* [Actions to take]:
1: Decide whether each statement below agrees with the passage on the Northern Gateway pipeline, answering yes or no for each and quoting the words of the passage that settle it. (a) MacLean said Northern Gateway would bring $2.3 billion in revenue to all levels of government. (b) MacLean said 500,000 barrels a day go down the Trans Mountain line into the port of Vancouver. (c) MacLean said the revenue would be enough to employ 1,000 doctors, nurses and teachers for 10 years.
2: Filter the records, copying out every line that contains the string "orange". Matching is case-sensitive.

* [Selected passage]:
Still, Northern Gateway was the example MacLean used when discussing why Canada has to stop being so "cautious" and favouring a "not in my backyard" attitude when considering projects that could prove vital to the national economy.

"It's $2.3 billion in government revenue to all levels of government," MacLean said of Northern Gateway.

"That's a huge number," he continued. "That's enough to employ 1,000 doctors, nurses and teachers for 25 years."

However, MacLean suggested that that message from B.C. government has been that $2.3 billion and 300 jobs in Kitimat isn't sufficient to support the project.

"If that's not enough, how much is?" he continued. "How much is it going to cost as a nation, how much will it take in terms of revenue, for government to make a project like this worthwhile?

"Meanwhile, there's tankers going in and out of the port of Vancouver every week. There's 100,000 barrels a day that goes down that Trans Mountain line into the port of Vancouver – some of it heavy – every damn day.

"We can't have tankers, but you certainly have tankers coming into the port of Vancouver with cheap products to service Walmart. It comes the other way. We can't ship stuff back to Asia. I don't think people really think deeply on it."

MacLean said that the consequences of rejecting pipelines that would move Alberta oil to foreign markets, thereby bursting the bitumen bubble, would be either higher taxes or reduced government services for Canadians.

Benefits of approving those pipelines would include becoming a net exporter of energy.

"And being a player in the global marketplace," he added.

"We've got to keep talking. We've got to raise the discussion," he said.

"We take responsibility as an organization for doing whatever we can, whatever small part we can play, in injecting some economic literacy into the debate. And making sure that people know that we've got to put a price tag on taking an energy development approach in this country.

"I don't think we've done a good enough job of that in the past."

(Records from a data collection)

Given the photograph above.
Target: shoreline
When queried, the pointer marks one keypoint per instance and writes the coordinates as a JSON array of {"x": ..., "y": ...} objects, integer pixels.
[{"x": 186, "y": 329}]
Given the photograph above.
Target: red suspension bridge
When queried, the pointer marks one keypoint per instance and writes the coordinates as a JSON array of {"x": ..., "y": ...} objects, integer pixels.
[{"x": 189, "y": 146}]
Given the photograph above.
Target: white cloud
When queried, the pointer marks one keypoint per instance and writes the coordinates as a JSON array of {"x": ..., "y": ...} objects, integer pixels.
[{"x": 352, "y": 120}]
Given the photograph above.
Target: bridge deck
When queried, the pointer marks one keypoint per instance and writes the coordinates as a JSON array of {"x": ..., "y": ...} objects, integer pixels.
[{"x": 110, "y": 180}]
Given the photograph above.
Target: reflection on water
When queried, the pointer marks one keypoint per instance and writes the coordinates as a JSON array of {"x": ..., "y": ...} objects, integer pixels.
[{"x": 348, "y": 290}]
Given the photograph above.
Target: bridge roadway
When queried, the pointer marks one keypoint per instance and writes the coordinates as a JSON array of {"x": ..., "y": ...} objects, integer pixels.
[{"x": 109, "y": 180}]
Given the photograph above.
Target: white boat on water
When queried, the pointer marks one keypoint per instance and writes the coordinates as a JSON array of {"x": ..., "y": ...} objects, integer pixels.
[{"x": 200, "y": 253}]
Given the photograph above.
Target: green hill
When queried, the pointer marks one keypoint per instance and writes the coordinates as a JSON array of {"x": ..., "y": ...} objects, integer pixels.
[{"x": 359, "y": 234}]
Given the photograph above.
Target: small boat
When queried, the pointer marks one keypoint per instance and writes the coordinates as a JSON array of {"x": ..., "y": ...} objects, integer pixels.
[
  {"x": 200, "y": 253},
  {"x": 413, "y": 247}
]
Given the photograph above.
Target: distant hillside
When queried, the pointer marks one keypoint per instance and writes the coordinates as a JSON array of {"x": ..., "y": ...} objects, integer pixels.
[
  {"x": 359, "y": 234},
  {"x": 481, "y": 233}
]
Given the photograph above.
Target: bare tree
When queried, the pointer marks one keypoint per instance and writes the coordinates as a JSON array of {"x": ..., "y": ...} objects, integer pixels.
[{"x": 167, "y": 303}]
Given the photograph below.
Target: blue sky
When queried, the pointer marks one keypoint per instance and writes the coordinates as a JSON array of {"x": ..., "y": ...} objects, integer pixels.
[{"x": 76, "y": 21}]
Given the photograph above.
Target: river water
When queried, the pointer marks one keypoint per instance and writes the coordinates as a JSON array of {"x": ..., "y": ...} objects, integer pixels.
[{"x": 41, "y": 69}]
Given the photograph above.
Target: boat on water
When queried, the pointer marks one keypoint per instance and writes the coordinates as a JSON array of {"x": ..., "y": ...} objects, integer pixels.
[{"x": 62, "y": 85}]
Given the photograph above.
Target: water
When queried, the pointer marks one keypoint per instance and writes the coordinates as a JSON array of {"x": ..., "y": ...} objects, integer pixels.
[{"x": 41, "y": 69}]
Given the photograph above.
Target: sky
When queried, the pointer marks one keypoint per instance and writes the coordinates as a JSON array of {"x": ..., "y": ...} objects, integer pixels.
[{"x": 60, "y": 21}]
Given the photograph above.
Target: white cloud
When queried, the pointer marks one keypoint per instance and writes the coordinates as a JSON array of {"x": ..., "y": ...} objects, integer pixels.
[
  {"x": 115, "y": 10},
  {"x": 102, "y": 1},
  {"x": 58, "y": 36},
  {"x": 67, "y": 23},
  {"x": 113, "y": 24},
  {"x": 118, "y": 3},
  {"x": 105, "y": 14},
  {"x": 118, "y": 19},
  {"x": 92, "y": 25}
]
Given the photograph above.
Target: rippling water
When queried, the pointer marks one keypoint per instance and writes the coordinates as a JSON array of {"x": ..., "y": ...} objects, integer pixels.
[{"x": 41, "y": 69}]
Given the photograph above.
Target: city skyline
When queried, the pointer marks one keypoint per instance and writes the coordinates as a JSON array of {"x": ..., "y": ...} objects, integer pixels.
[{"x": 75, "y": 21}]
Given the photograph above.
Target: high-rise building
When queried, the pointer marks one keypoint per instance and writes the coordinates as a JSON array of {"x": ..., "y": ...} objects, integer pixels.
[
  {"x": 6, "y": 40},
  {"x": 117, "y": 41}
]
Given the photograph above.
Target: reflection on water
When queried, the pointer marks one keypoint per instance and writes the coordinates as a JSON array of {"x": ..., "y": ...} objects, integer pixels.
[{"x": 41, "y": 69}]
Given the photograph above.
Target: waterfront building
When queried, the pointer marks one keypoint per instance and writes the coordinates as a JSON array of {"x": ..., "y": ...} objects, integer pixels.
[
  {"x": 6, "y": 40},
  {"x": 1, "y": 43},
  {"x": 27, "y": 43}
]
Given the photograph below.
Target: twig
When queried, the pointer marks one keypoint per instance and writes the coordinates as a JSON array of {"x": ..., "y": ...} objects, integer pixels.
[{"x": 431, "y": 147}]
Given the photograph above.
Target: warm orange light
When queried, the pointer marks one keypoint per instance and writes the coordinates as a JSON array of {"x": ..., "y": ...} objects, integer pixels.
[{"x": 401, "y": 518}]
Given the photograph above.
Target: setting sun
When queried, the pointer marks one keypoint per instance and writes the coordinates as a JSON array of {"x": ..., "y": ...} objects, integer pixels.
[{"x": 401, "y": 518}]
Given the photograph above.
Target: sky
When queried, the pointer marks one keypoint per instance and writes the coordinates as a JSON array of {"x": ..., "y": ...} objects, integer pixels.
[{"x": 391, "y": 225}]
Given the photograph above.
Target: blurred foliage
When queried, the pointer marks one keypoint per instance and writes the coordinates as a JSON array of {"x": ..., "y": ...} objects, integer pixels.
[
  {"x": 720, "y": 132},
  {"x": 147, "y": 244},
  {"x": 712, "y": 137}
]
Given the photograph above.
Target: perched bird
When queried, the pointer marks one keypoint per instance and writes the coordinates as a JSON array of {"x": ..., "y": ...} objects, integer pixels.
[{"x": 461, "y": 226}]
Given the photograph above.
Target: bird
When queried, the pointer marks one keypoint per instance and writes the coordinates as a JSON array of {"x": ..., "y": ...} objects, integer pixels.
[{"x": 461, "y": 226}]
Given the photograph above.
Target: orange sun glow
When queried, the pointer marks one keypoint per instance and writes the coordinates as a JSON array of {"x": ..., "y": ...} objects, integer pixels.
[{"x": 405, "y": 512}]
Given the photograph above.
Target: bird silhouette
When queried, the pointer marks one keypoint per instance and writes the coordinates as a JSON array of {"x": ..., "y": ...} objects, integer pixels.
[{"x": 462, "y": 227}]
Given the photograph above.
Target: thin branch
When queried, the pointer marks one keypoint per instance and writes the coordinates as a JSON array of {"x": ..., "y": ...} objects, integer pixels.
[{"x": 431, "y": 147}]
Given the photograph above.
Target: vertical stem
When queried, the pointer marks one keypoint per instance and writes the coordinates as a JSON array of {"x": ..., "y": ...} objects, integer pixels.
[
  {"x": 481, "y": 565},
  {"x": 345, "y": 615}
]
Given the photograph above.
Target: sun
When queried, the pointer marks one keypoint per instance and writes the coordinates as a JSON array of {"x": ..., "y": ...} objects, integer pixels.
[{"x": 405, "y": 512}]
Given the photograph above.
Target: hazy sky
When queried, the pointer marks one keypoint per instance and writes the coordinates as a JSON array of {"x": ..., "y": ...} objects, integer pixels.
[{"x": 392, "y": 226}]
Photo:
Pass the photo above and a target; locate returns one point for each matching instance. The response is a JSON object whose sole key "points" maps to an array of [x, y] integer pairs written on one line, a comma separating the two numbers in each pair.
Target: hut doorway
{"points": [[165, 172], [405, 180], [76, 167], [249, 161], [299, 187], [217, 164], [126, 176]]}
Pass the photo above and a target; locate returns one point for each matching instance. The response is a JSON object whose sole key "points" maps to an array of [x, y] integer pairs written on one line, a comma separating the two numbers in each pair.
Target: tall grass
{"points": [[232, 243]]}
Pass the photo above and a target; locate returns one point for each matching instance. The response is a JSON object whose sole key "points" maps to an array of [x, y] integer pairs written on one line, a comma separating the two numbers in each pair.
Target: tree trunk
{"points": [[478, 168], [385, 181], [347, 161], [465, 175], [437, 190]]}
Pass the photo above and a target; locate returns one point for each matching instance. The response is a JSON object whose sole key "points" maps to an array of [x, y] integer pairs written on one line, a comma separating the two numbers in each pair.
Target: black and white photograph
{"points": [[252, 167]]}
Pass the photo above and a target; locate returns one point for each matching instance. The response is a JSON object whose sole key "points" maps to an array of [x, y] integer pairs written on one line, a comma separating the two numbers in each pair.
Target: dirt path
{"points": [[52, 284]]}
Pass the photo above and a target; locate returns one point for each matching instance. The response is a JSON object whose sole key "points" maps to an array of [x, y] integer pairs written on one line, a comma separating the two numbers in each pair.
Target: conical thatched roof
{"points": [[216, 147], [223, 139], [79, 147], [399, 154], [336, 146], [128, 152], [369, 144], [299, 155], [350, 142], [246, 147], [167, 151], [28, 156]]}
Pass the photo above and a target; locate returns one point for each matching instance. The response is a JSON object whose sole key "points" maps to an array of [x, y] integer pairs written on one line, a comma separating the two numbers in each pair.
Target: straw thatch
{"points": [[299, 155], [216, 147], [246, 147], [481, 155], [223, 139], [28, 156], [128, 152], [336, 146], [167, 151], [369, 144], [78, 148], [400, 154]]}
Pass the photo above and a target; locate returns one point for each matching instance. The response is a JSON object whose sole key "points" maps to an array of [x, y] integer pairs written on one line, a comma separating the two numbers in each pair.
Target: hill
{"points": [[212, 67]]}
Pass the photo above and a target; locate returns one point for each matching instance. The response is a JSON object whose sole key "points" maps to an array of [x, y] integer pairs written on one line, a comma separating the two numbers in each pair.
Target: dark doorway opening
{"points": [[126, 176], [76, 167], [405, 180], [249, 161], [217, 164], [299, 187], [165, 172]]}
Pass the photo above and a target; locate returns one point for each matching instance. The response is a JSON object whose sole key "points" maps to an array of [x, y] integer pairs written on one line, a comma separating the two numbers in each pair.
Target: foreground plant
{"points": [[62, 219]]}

* * *

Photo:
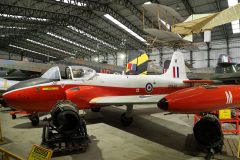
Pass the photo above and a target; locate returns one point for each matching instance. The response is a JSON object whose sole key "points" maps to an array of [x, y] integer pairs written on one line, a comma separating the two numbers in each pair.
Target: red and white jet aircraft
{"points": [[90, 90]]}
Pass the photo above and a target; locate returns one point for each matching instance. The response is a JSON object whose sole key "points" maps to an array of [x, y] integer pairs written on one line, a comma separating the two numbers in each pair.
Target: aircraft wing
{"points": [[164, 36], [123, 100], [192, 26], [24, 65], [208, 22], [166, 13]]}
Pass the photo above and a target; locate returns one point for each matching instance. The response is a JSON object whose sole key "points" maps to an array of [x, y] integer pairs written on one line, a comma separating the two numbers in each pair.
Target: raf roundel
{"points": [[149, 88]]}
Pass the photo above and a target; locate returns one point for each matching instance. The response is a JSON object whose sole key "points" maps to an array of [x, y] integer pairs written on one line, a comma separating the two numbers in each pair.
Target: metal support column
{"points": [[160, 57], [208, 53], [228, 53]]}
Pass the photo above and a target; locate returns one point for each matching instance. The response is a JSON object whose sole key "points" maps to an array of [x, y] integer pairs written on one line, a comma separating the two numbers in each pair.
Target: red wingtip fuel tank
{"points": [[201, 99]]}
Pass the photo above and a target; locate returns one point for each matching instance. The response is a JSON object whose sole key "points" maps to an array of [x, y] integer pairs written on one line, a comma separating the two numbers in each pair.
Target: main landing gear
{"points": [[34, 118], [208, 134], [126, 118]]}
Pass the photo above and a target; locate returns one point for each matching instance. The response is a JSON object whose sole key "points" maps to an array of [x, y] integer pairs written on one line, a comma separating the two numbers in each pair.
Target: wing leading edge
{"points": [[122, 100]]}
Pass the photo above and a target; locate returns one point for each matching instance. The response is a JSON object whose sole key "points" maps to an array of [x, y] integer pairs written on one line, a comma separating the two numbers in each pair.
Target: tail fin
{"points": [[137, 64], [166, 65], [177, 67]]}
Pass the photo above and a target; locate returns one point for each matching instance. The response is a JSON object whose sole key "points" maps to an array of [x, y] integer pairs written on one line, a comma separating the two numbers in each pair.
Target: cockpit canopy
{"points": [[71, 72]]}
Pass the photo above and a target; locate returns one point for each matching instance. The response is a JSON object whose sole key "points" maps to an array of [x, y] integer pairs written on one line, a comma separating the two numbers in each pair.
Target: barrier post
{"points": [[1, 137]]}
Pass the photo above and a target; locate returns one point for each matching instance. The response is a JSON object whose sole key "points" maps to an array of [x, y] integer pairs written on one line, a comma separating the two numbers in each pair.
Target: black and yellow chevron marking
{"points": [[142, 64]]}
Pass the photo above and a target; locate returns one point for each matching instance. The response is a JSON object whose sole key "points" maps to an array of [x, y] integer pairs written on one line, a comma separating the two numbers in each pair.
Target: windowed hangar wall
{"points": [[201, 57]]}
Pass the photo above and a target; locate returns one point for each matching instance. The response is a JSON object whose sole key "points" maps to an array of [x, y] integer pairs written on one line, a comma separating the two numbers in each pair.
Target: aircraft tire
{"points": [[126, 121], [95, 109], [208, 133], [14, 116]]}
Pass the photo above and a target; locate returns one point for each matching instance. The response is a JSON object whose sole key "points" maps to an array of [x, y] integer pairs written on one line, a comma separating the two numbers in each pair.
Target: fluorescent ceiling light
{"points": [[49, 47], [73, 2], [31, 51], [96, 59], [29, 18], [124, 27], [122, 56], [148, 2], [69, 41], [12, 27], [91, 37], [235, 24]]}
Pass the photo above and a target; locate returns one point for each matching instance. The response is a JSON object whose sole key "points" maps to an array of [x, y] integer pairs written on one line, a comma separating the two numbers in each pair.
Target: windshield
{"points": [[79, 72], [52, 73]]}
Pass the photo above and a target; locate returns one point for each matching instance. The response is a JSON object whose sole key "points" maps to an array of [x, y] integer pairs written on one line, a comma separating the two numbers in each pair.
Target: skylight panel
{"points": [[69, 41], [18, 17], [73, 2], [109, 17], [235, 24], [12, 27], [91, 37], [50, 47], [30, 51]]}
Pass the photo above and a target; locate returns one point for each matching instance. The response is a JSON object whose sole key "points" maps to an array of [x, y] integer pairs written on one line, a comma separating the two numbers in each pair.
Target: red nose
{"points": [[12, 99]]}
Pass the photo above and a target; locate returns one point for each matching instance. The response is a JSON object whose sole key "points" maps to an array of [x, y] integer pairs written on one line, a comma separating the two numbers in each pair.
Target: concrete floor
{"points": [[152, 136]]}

---

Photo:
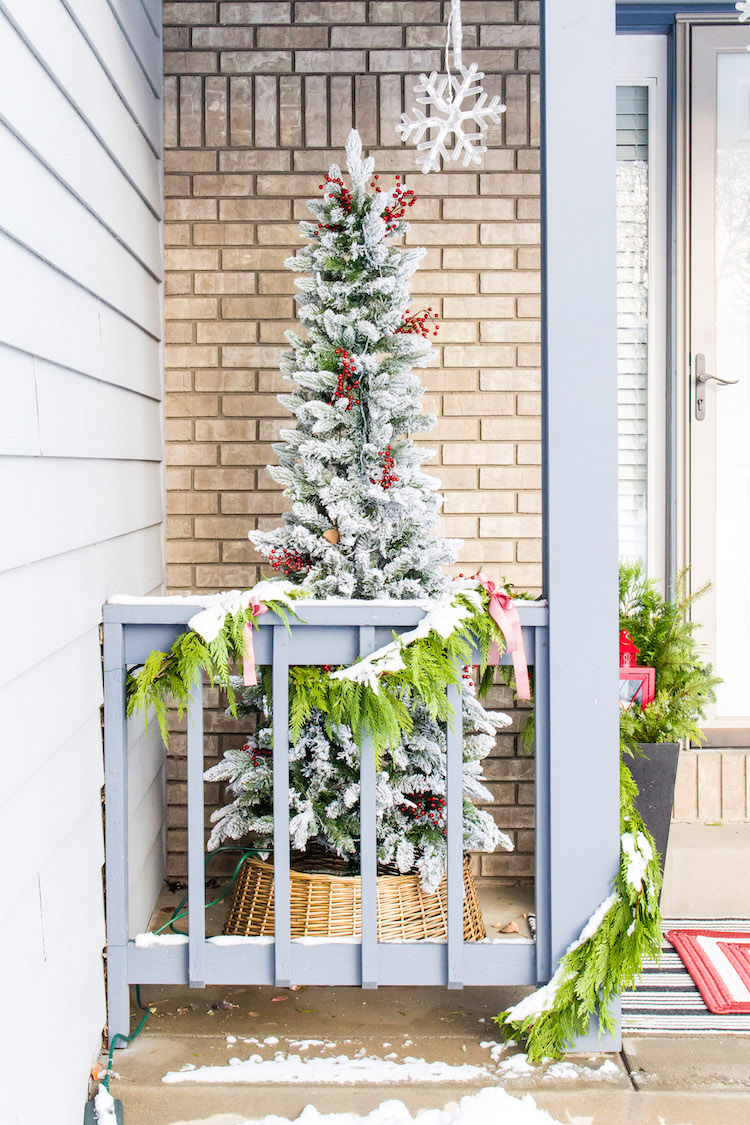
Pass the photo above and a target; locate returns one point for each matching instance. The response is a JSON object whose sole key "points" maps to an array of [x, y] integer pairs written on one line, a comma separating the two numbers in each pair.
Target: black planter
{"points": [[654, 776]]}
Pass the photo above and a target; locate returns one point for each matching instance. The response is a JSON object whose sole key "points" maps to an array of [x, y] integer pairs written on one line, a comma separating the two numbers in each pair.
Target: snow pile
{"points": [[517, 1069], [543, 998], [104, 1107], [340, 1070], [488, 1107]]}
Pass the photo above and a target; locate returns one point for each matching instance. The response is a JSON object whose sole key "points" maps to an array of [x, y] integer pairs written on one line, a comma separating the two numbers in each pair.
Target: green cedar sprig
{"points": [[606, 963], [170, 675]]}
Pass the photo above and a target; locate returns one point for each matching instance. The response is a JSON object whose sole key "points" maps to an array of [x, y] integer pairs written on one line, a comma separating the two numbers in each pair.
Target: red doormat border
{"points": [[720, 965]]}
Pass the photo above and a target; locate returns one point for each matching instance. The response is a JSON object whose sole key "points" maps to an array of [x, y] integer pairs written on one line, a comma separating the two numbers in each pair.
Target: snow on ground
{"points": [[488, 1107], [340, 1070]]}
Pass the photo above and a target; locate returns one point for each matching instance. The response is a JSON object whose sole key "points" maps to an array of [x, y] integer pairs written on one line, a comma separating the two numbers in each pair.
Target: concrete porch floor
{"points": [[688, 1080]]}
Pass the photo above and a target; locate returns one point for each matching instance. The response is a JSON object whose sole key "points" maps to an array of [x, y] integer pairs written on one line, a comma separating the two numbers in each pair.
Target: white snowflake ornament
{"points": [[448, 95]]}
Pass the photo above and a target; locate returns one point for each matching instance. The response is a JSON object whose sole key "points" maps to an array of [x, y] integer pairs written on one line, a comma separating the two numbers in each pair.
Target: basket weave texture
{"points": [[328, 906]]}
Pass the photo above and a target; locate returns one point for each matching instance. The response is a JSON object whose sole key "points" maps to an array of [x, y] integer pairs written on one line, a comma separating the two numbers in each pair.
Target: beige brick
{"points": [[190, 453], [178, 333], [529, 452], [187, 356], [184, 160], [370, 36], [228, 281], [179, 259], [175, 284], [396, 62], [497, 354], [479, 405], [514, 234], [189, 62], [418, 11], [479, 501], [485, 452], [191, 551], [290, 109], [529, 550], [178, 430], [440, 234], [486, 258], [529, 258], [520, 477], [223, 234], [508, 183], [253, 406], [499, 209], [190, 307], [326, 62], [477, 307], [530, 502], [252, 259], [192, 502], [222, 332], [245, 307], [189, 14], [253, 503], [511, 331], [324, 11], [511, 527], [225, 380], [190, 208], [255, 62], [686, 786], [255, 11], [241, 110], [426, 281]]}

* [Results for each task]:
1:
(a) Yes: "It's $2.3 billion in government revenue to all levels of government"
(b) No: "There's 100,000 barrels a day that goes down that Trans Mountain line into the port of Vancouver"
(c) No: "That's enough to employ 1,000 doctors, nurses and teachers for 25 years."

2:
Target: warm orange light
Target: orange sun glow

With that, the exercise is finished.